> [Yang Harus Dikerjakan]: Tuliskan lanjutan teks tentang penyelidikan tiga kardinal di Vatikan, dimulai tepat setelah kalimat terakhir yang ditampilkan.

Menurut kesaksian para imam atau
asisten yang bekerja dengan Tomko, Herranz dan de Giorgi, ketiga kardinal itu
benar-benar 'terobsesi' oleh masalah homoseksual. De Giorgi dikenal karena
mengamati adanya hubungan kekuasaan di dalam Kuria melalui prisma jaringan gay,
dan dia dituduh, seperti Herranz, sering membingungkan antara perbuatan pedofilia
dan homoseksualitas.
“Salvatore De Giorgi adalah ortodoks.
Dia juga orang yang genit yang suka dibicarakan orang. Tujuan hidupnya
tampaknya bagi media Osservatore Romano
agar menulis secara positif tentang dia! Dia terus memohon kami untuk melakukannya,"
kata seorang jurnalis di media resmi Vatikan itu. (Terlepas dari beberapa
permintaan, Salvatore De Giorgi adalah satu-satunya dari tiga kardinal yang
menolak untuk bertemu saya, penolakan yang dia ungkapkan dalam istilah yang
rumit, penuh permusuhan dan celaan.)
Herranz, Tomko dan De Giorgi butuh
delapan bulan untuk melakukan penyelidikan. Seratus imam yang bekerja di
Vatikan diwawancarai. Namun hanya lima orang yang memiliki akses yang absah ke
laporan itu, yang begitu rumit hingga salinannya saja bahkan selayaknya dikunci
di brankas Paus Francis.
Apa yang ditemukan ketiga kardinal itu
adalah besarnya tingkat kebusukan di Vatikan. Dua orang yang telah membaca
laporan ini - di antara para kardinal, asisten mereka, rombongan Benediktus XVI
dan para kardinal lainnya atau wali gereja dari Kuria - menggambarkannya dalam
garis besar, serta bagian-bagian tertentu secara lebih terperinci. Paus
Benediktus XVI sendiri, dalam Kesaksian Terakhirnya, mengungkapkan unsur-unsur
dari laporan tersebut yang saling berkaitan, dan dia menyarankan adanya sebuah 'kotbah
homoseksual' dan 'lobi gay.'
"Kami tahu bahwa skandal
homoseksual adalah salah satu elemen utama dalam laporan tiga kardinal itu,"

> [Data yang Disediakan]:
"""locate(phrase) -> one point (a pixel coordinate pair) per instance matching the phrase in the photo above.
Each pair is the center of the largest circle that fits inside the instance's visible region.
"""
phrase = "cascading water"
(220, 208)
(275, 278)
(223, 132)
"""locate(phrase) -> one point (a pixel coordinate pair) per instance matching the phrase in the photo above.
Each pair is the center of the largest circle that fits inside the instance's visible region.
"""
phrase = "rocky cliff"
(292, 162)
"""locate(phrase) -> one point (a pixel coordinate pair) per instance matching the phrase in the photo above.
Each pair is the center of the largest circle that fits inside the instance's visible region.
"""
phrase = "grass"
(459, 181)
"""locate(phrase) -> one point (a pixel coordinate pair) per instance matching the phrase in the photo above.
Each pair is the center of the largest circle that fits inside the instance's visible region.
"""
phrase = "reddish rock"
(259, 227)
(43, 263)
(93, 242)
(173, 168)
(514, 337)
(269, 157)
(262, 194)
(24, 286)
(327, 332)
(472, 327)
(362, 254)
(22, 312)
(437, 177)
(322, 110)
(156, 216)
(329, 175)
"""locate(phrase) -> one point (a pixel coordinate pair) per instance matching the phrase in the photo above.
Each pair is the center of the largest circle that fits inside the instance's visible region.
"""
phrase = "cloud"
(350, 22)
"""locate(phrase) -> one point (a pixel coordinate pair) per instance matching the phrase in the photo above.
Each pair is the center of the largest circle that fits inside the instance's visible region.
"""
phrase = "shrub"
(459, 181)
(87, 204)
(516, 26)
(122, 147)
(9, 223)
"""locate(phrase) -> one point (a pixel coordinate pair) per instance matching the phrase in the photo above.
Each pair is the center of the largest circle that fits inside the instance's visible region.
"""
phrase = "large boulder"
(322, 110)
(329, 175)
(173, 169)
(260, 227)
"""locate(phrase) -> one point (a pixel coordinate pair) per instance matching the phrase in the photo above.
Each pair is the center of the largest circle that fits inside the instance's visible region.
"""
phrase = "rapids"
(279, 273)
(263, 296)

> [Jawaban Tugas]:
seorang pastor Kuria yang bekerja untuk salah satu kardinal memberi tahu saya
di bawah anonimitas.
Kesimpulan paling mencolok dalam
laporan itu, sebuah kode yang membantu kita memahami Vatikan, adalah hubungan
antara urusan keuangan dan homoseksualitas - kehidupan gay tersembunyi yang
berjalan seiring dengan ketidakwajaran keuangan. Artikulasi antara seks dan
uang adalah salah satu kunci yang membantu kita memahami lemari Vatikan.
Laporan itu juga mengungkapkan bahwa
sekelompok kardinal gay, di tingkat tertinggi Kuria, ingin menjatuhkan Kardinal
Bertone. Ini juga membahas adanya 'lingkaran nafsu’ di Vatikan, dan mencoba
menggambarkan jaringan yang membuat kebocoran dan skandal VatiLeaks jilid 1
bisa terjadi. Para wali gereja senior itu juga menjadi sasaran dari pemerasan.
Meskipun saya tidak tahu semuanya secara terperinci, saya diberitahu bahwa
nama-nama Georg Gänswein dan saudara lelaki paus, Georg Ratzinger, serta
nama-nama James Harvey, Mauro Piacenza dan Angelo Sodano muncul dalam laporan
itu, walaupun saya tidak tahu dalam konteks apa.
Seserius apa pun usahanya, laporan
ini adalah, menurut seorang yang memiliki akses ke sana, merupakan 'topeng' dan
bahkan 'tartufferie.' Ketiga kardinal
homofobik itu mengklaim mau mengurai realitas lemari, tetapi mereka melewatkan sistemnya secara keseluruhan,
karena mereka tidak memahami jangkauan dan kode-kodenya. Terkadang, mereka
mengidentifikasi para komplotan dan kemudian menyelesaikan skor mereka sendiri.
Mereka mengarahkan jari pada domba yang hilang, seperti biasa, dan menyusun
beberapa 'sejarah seksual' mereka berdasarkan rumor, gosip, dan desas-desus,
tanpa memasukkan mereka pada proses analisis yang mendasar untuk segala jenis
penilaian. Para wali gereja (kardinal) ini masih sangat senang bertindak
sebagai hakim dan juri.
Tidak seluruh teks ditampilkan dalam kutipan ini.